Task objective —
Convert the lines from the one containing "794H45L44 788L37 783L36" through the one containing "positive clicks: (36, 769) (30, 794)", inclusive, into a JSON list of strings, one string per line, omitting blank lines.
-- Opening Marker --
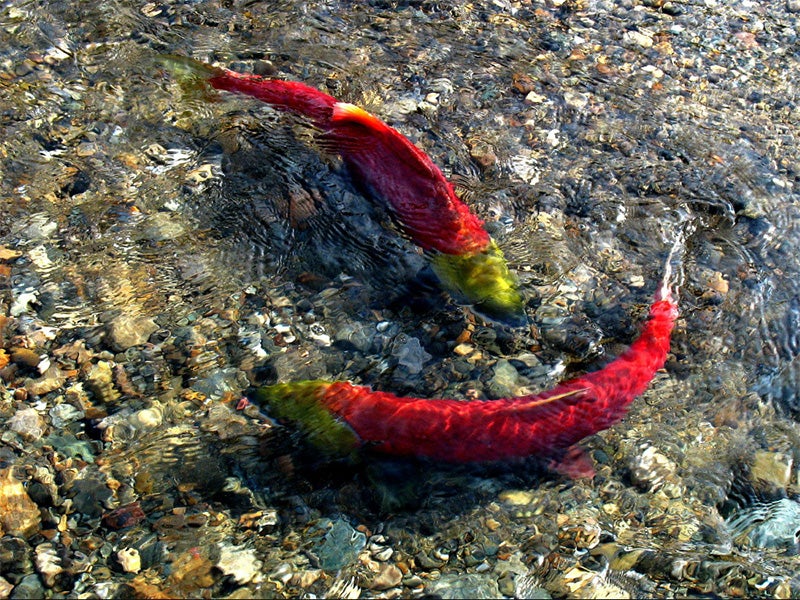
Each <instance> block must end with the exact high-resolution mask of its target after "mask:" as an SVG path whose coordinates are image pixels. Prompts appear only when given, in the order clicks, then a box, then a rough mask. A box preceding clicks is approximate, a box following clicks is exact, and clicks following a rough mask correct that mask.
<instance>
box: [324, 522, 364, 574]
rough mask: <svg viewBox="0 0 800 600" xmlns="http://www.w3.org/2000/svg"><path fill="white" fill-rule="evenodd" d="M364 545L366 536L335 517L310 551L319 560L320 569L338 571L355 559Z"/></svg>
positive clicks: (355, 558)
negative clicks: (324, 534) (320, 540)
mask: <svg viewBox="0 0 800 600" xmlns="http://www.w3.org/2000/svg"><path fill="white" fill-rule="evenodd" d="M323 526H324V525H323ZM366 545H367V536H365V535H364V534H363V533H362V532H360V531H356V530H355V529H353V528H352V527H351V526H350V524H349V523H348V522H347V521H345V520H343V519H336V520H335V521H333V523H332V524H331V526H330V529H328V531H327V532H326V533H325V535H324V536H323V538H322V540H321V542H318V543H316V544H315V546H314V548H313V549H312V552H313V554H315V555H316V557H317V559H318V560H319V566H320V568H321V569H323V570H325V571H338V570H339V569H341V568H343V567H345V566H346V565H348V564H350V563H352V562H353V561H355V560H356V558H358V553H359V552H361V550H363V548H364V546H366Z"/></svg>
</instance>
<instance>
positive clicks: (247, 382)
mask: <svg viewBox="0 0 800 600" xmlns="http://www.w3.org/2000/svg"><path fill="white" fill-rule="evenodd" d="M248 385H249V382H248V381H247V376H246V375H245V374H244V372H243V371H240V370H239V369H237V368H235V367H226V368H222V369H214V370H212V371H209V372H208V373H206V376H205V377H204V378H203V379H200V380H198V381H195V382H194V383H193V384H192V389H193V390H195V391H197V392H200V393H201V394H205V395H206V396H208V397H209V398H217V399H219V398H222V397H223V396H225V395H226V394H229V393H233V394H241V392H242V390H243V389H244V388H246V387H247V386H248Z"/></svg>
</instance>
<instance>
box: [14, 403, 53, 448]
mask: <svg viewBox="0 0 800 600" xmlns="http://www.w3.org/2000/svg"><path fill="white" fill-rule="evenodd" d="M8 428H9V429H11V431H15V432H16V433H18V434H19V436H20V437H21V438H22V439H24V440H26V441H29V442H32V441H35V440H38V439H40V438H41V437H42V435H43V434H44V429H45V422H44V419H43V418H42V416H41V415H40V414H39V411H37V410H36V409H34V408H23V409H20V410H18V411H17V412H15V413H14V416H13V417H11V418H10V419H9V420H8Z"/></svg>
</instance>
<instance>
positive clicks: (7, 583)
mask: <svg viewBox="0 0 800 600" xmlns="http://www.w3.org/2000/svg"><path fill="white" fill-rule="evenodd" d="M13 589H14V586H13V585H12V584H10V583H9V582H8V580H7V579H6V578H5V577H0V598H8V597H9V594H11V590H13Z"/></svg>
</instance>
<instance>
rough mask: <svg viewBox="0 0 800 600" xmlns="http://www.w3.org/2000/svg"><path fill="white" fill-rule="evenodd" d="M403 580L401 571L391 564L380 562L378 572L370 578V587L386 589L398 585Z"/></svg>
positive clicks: (382, 589) (402, 577) (373, 588)
mask: <svg viewBox="0 0 800 600" xmlns="http://www.w3.org/2000/svg"><path fill="white" fill-rule="evenodd" d="M402 581H403V572H402V571H401V570H400V569H399V568H397V566H395V565H392V564H388V563H386V564H382V565H381V566H380V569H379V571H378V574H377V575H376V576H375V577H374V578H373V579H372V583H371V584H370V586H369V587H370V589H373V590H388V589H389V588H393V587H397V586H399V585H400V584H401V583H402Z"/></svg>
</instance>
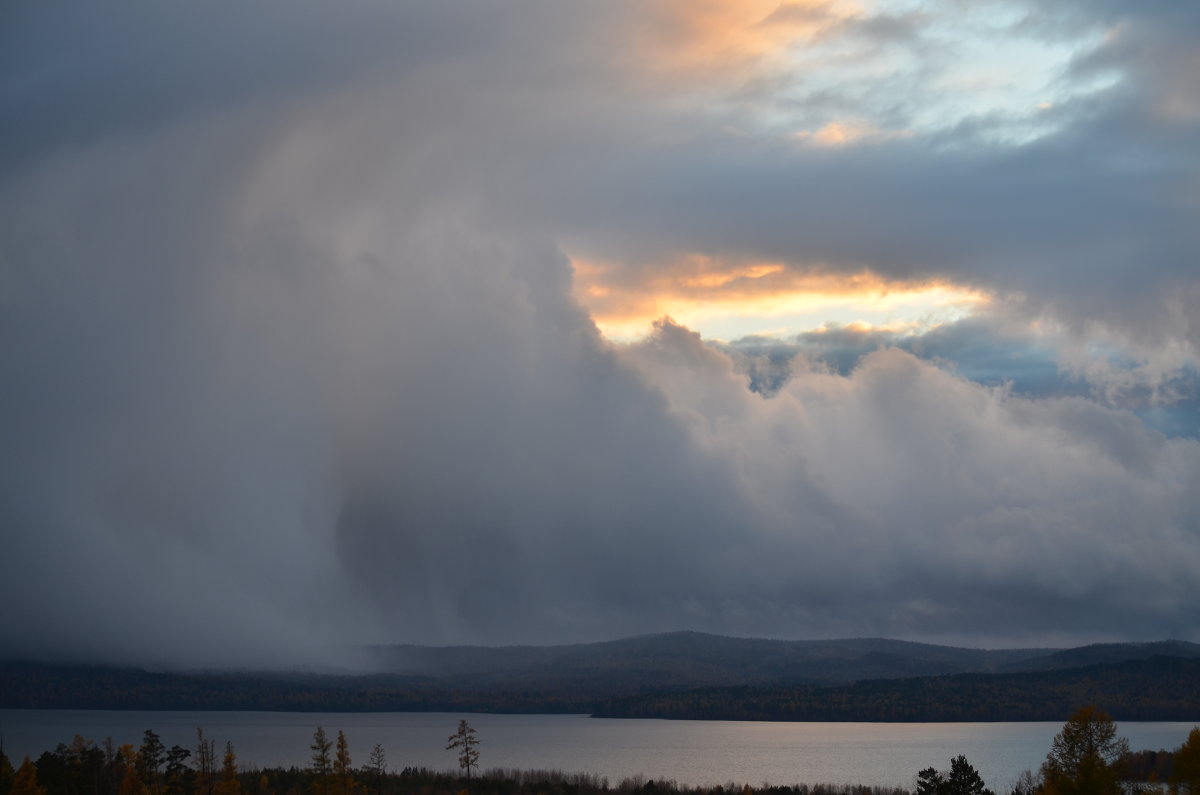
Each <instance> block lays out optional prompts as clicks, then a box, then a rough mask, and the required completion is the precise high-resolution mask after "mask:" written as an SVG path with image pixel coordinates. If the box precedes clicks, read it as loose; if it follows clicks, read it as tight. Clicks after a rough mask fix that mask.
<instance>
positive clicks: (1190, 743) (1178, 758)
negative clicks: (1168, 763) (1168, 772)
mask: <svg viewBox="0 0 1200 795" xmlns="http://www.w3.org/2000/svg"><path fill="white" fill-rule="evenodd" d="M1169 782H1170V785H1171V795H1200V727H1195V728H1194V729H1192V731H1189V733H1188V739H1187V742H1184V743H1183V745H1182V746H1180V747H1178V748H1177V749H1176V752H1175V764H1174V766H1172V770H1171V777H1170V779H1169Z"/></svg>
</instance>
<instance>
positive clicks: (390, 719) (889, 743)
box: [0, 710, 1193, 791]
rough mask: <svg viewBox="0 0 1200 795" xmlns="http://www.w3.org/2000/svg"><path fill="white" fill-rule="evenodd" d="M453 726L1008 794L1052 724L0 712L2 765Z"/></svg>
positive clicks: (301, 745) (767, 770)
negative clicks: (88, 739) (94, 746)
mask: <svg viewBox="0 0 1200 795" xmlns="http://www.w3.org/2000/svg"><path fill="white" fill-rule="evenodd" d="M460 718H467V719H468V721H469V722H470V724H472V725H473V727H475V729H476V730H478V733H479V739H480V754H481V761H482V764H484V767H523V769H547V767H550V769H560V770H565V771H571V772H588V773H595V775H598V776H604V777H606V778H608V781H610V783H612V784H616V783H618V782H619V781H620V779H622V778H625V777H631V776H638V775H641V776H646V777H647V778H671V779H674V781H677V782H679V783H680V784H695V785H713V784H726V783H730V782H734V783H738V784H742V783H748V784H752V785H758V784H762V783H763V782H770V783H774V784H797V783H810V784H816V783H836V784H842V783H853V784H874V785H882V787H896V785H899V787H912V783H913V777H914V776H916V773H917V771H918V770H920V769H923V767H928V766H930V765H934V766H936V767H940V769H944V767H949V761H950V758H952V757H954V755H956V754H960V753H962V754H966V755H967V759H970V760H971V763H972V764H973V765H974V766H976V767H978V769H979V772H980V773H982V775H983V777H984V779H985V781H986V782H988V784H989V785H990V787H991V788H992V789H996V790H997V791H1001V790H1007V789H1008V787H1009V785H1010V784H1012V783H1013V782H1014V781H1015V779H1016V776H1019V775H1020V772H1021V771H1022V770H1025V769H1037V766H1038V765H1040V764H1042V760H1043V759H1045V754H1046V751H1049V749H1050V741H1051V739H1052V737H1054V735H1055V734H1057V733H1058V730H1060V729H1062V724H1061V723H740V722H727V721H638V719H593V718H588V717H587V716H575V715H568V716H562V715H464V713H437V712H424V713H422V712H383V713H379V712H376V713H361V712H353V713H342V712H332V713H330V712H322V713H316V712H166V711H163V712H126V711H101V710H0V731H2V733H4V746H5V751H6V753H7V754H8V757H10V758H12V757H16V759H17V760H19V759H20V758H22V757H23V755H24V754H29V755H30V757H35V758H36V757H37V755H38V754H41V753H42V752H43V751H47V749H50V748H54V746H56V745H58V743H60V742H67V743H70V741H71V739H72V736H73V735H74V734H77V733H78V734H82V735H83V736H84V737H86V739H89V740H95V741H97V742H100V741H102V740H103V739H104V737H108V736H112V737H113V740H114V741H115V742H118V743H125V742H130V743H134V745H139V743H140V742H142V733H143V731H144V730H145V729H152V730H154V731H156V733H157V734H158V735H160V737H161V739H162V741H163V742H164V743H166V745H168V746H172V745H176V743H178V745H181V746H185V747H188V748H192V747H194V745H196V728H197V727H202V728H203V729H204V734H205V735H206V736H208V737H210V739H212V740H216V741H217V745H218V746H222V745H223V743H224V741H226V740H230V741H233V743H234V747H235V751H236V753H238V759H239V763H240V764H242V765H245V766H276V765H280V766H289V765H296V766H304V765H305V764H306V763H307V760H308V743H310V742H311V741H312V731H313V729H314V728H316V727H317V725H323V727H325V730H326V731H328V733H329V734H330V735H331V737H332V736H336V734H337V730H338V729H342V730H344V731H346V736H347V740H348V741H349V745H350V754H352V757H353V758H354V761H355V763H356V764H361V763H365V761H366V759H367V754H368V753H370V751H371V747H372V746H373V745H374V743H377V742H379V743H383V746H384V749H385V751H386V754H388V766H389V769H390V770H400V769H402V767H404V766H408V765H413V766H425V767H432V769H436V770H444V769H449V767H451V766H454V764H455V760H454V755H452V753H451V752H448V751H445V749H444V748H445V745H446V737H448V736H449V735H450V734H451V731H454V729H455V727H456V725H457V723H458V719H460ZM1192 725H1193V724H1192V723H1120V724H1118V729H1120V731H1121V734H1122V735H1123V736H1126V737H1128V739H1129V743H1130V746H1132V747H1133V748H1134V749H1140V748H1151V749H1158V748H1168V749H1171V748H1176V747H1178V746H1180V745H1181V743H1182V742H1183V741H1184V740H1186V739H1187V734H1188V731H1189V730H1190V729H1192Z"/></svg>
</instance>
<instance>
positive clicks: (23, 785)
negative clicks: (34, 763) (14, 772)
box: [10, 757, 46, 795]
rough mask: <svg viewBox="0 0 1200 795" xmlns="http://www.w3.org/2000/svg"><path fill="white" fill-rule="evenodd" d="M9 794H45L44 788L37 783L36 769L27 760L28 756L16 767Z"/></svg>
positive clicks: (36, 769) (30, 794)
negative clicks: (11, 787)
mask: <svg viewBox="0 0 1200 795" xmlns="http://www.w3.org/2000/svg"><path fill="white" fill-rule="evenodd" d="M10 795H46V788H44V787H42V785H41V784H38V783H37V769H36V767H34V763H31V761H29V757H25V760H24V761H22V763H20V767H18V769H17V773H16V776H13V779H12V789H11V790H10Z"/></svg>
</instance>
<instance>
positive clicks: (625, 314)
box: [575, 255, 990, 342]
mask: <svg viewBox="0 0 1200 795" xmlns="http://www.w3.org/2000/svg"><path fill="white" fill-rule="evenodd" d="M575 279H576V291H575V292H576V297H577V299H578V300H580V301H581V303H582V304H583V305H584V306H586V307H587V309H588V311H589V312H590V313H592V318H593V321H594V322H595V324H596V327H598V328H599V329H600V331H601V333H602V334H604V335H605V336H606V337H607V339H610V340H612V341H616V342H629V341H634V340H637V339H640V337H643V336H646V335H647V334H648V333H649V331H650V330H652V328H653V323H654V321H656V319H659V318H661V317H664V316H667V317H671V318H672V319H674V321H676V322H677V323H680V324H683V325H686V327H689V328H691V329H692V330H695V331H698V333H700V334H701V336H703V337H706V339H710V340H736V339H740V337H745V336H774V337H786V336H790V335H794V334H800V333H803V331H811V330H817V329H822V328H827V327H829V325H847V327H858V328H870V329H886V330H889V331H895V333H901V334H902V333H911V334H919V333H924V331H928V330H929V329H931V328H935V327H937V325H941V324H943V323H950V322H954V321H958V319H961V318H964V317H967V316H970V315H972V313H974V312H977V311H978V310H979V309H982V307H983V306H985V305H986V304H988V303H989V301H990V295H989V294H988V293H985V292H983V291H980V289H977V288H973V287H967V286H962V285H954V283H950V282H947V281H898V280H887V279H883V277H882V276H878V275H876V274H872V273H870V271H866V270H864V271H860V273H857V274H850V275H847V274H840V273H832V271H827V270H823V269H820V268H811V269H802V270H797V269H794V268H790V267H787V265H785V264H781V263H722V262H719V261H714V259H712V258H708V257H703V256H698V255H694V256H689V257H683V258H680V259H679V261H677V262H674V263H672V264H670V265H656V267H655V268H653V270H649V271H642V273H637V274H636V275H631V274H630V273H629V270H628V269H623V268H620V267H618V265H612V264H601V263H595V262H588V261H578V259H577V261H575Z"/></svg>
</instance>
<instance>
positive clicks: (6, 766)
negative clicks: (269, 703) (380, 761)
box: [0, 742, 378, 795]
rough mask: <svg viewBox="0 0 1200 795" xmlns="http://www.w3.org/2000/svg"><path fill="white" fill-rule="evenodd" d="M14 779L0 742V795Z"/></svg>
mask: <svg viewBox="0 0 1200 795" xmlns="http://www.w3.org/2000/svg"><path fill="white" fill-rule="evenodd" d="M377 747H378V746H377ZM16 777H17V771H16V770H13V769H12V763H11V761H8V757H7V755H5V752H4V743H2V742H0V795H8V793H10V790H12V782H13V779H14V778H16Z"/></svg>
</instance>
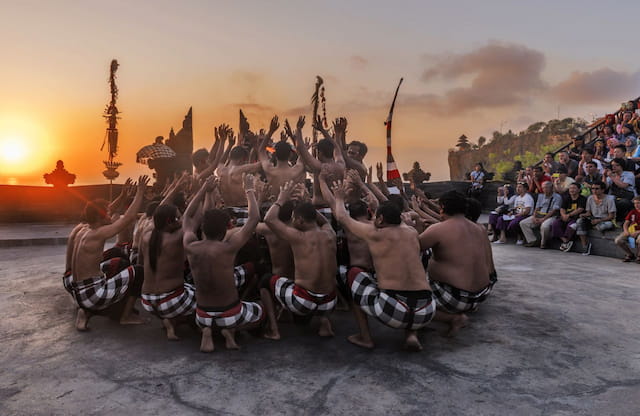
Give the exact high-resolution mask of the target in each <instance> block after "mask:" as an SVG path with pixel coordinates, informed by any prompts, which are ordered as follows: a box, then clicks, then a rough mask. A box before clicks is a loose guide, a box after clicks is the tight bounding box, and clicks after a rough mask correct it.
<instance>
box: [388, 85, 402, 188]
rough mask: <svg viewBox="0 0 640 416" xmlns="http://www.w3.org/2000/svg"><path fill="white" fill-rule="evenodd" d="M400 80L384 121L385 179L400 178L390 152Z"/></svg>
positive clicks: (397, 169)
mask: <svg viewBox="0 0 640 416" xmlns="http://www.w3.org/2000/svg"><path fill="white" fill-rule="evenodd" d="M402 80H403V78H400V82H399V83H398V88H396V93H395V94H394V96H393V101H392V102H391V108H390V109H389V115H388V116H387V121H385V123H384V124H385V126H387V181H393V180H396V179H400V172H399V171H398V167H397V166H396V162H395V160H394V159H393V154H392V153H391V120H392V119H393V108H394V107H395V105H396V98H398V91H399V90H400V85H402Z"/></svg>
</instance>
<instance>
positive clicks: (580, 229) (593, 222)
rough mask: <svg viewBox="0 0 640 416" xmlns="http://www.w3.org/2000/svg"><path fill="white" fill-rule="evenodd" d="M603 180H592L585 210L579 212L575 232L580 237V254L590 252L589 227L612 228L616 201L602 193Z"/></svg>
mask: <svg viewBox="0 0 640 416" xmlns="http://www.w3.org/2000/svg"><path fill="white" fill-rule="evenodd" d="M604 189H605V184H604V182H594V183H593V184H592V185H591V192H592V194H591V195H590V196H589V198H587V205H586V207H585V212H583V213H582V214H580V218H578V221H577V224H578V228H577V229H576V234H578V236H579V237H580V241H581V242H582V246H583V247H584V251H583V252H582V255H584V256H588V255H589V254H591V243H590V242H589V240H588V238H587V232H588V230H589V228H590V227H593V228H595V229H596V230H598V231H600V232H605V231H606V230H611V229H613V227H614V226H613V219H614V218H615V217H616V203H615V200H614V198H613V197H612V196H611V195H607V194H605V193H604Z"/></svg>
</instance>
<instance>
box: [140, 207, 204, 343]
mask: <svg viewBox="0 0 640 416" xmlns="http://www.w3.org/2000/svg"><path fill="white" fill-rule="evenodd" d="M179 215H180V214H179V212H178V208H176V207H175V206H173V205H168V204H167V205H159V206H158V207H157V208H156V210H155V212H154V214H153V227H149V228H147V229H146V230H145V231H144V235H143V236H142V244H141V249H142V252H143V256H142V258H143V260H144V284H143V285H142V296H141V298H142V299H141V302H142V306H143V307H144V308H145V309H146V310H147V311H149V312H150V313H152V314H154V315H156V316H157V317H158V318H160V319H162V324H163V325H164V327H165V329H166V330H167V339H170V340H177V339H178V337H177V336H176V333H175V324H176V323H177V322H178V319H179V318H182V317H185V316H191V315H193V313H194V311H195V309H196V293H195V291H196V289H195V287H194V286H193V285H191V284H189V283H185V281H184V260H185V254H184V246H183V243H182V238H183V232H182V223H181V222H180V218H179Z"/></svg>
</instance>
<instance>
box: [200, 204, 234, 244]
mask: <svg viewBox="0 0 640 416" xmlns="http://www.w3.org/2000/svg"><path fill="white" fill-rule="evenodd" d="M229 221H231V217H230V216H229V214H227V213H226V212H225V211H223V210H221V209H209V210H206V211H205V212H204V219H203V220H202V232H203V233H204V235H205V237H207V238H209V239H212V240H215V239H222V238H224V236H225V234H226V233H227V227H228V226H229Z"/></svg>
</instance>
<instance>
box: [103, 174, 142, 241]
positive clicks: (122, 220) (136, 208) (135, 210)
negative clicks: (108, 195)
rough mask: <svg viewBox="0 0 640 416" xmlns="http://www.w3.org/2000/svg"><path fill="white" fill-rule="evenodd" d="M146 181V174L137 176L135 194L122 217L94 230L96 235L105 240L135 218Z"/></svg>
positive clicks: (127, 224) (134, 218)
mask: <svg viewBox="0 0 640 416" xmlns="http://www.w3.org/2000/svg"><path fill="white" fill-rule="evenodd" d="M148 183H149V177H148V176H147V175H142V176H140V178H138V187H137V190H136V196H135V197H134V198H133V202H132V203H131V205H129V208H128V209H127V211H126V212H125V213H124V215H123V216H122V217H120V218H118V219H117V220H116V221H114V222H113V223H111V224H109V225H105V226H104V227H100V228H98V229H97V232H96V235H97V236H99V237H100V238H103V239H105V240H107V239H109V238H111V237H114V236H116V235H117V234H118V233H119V232H120V231H122V230H124V228H125V227H126V226H127V225H129V224H130V223H132V222H133V221H135V220H136V218H137V214H138V211H140V207H141V206H142V200H143V199H144V192H145V190H146V189H147V184H148Z"/></svg>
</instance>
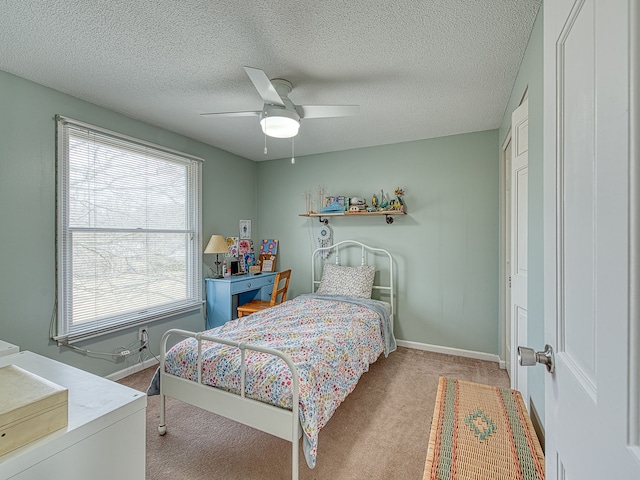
-- Closing Marker --
Task result —
[
  "rough mask: <svg viewBox=\"0 0 1200 795\" xmlns=\"http://www.w3.org/2000/svg\"><path fill=\"white\" fill-rule=\"evenodd\" d=\"M9 794H45L44 788L37 783L36 769L27 760L28 756L16 767Z\"/></svg>",
  "positive clicks: (36, 769) (30, 794)"
]